[Exercise]: When writing out the listing below, reproduce every word exactly and skip the pictures.

========

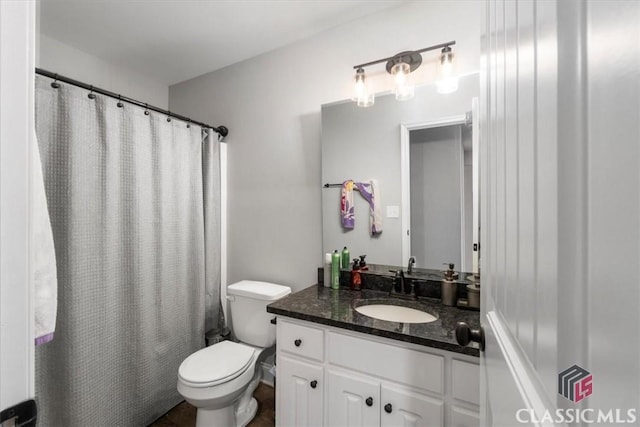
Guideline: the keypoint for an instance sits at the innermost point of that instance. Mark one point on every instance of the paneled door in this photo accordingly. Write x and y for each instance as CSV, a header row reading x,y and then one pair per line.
x,y
353,401
301,391
560,212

========

[Solution to the exercise]:
Guideline: the keypoint for an instance sits at the innermost point of that instance. Mark one point on every instance of the paneled door in this photo accordingly. Write x and y for each instance as CSV, a header row reading x,y and then one pair per line.
x,y
353,401
301,391
560,212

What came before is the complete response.